## Data shown
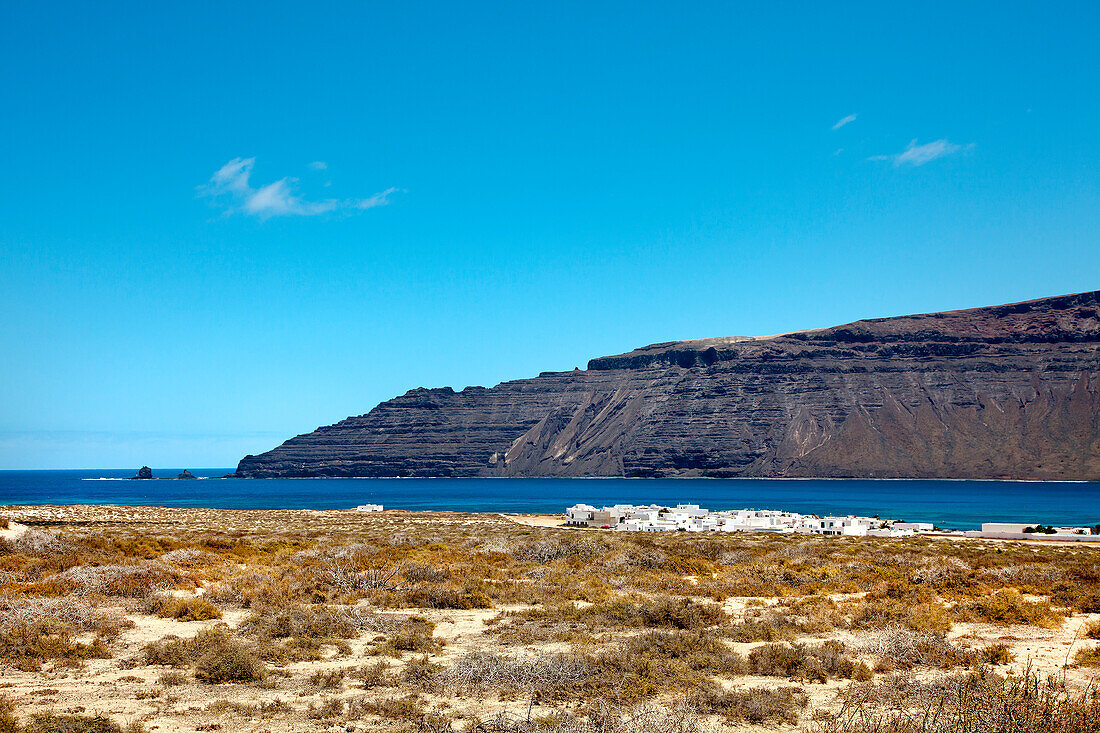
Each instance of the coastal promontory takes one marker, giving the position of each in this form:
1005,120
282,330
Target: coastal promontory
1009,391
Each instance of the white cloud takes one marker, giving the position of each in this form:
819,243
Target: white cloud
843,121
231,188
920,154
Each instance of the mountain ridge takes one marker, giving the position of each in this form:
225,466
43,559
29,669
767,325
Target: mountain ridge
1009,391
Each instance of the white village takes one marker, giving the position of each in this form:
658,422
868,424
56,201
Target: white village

## What is needed
Rewrite these records with "marker" renamed to "pin" wherever it appears, and leave everything else unchanged. Leave the pictures out of your answer.

## Complete answer
Each instance of the coastal promontory takes one pin, giving the position of each in this form:
1005,120
282,330
Target: coastal promontory
1009,391
Each instance of the white cloud takes one pin, giving the position of each in this form:
819,243
Target: white cloud
843,121
231,188
920,154
Each instance of the mountain ridge takes one pin, giving the position of each in this form:
225,466
43,559
29,669
767,325
Target: mountain ridge
1009,391
Each instance of the white village takes one pin, giving the position of each in this form:
658,422
868,424
56,201
Target: white village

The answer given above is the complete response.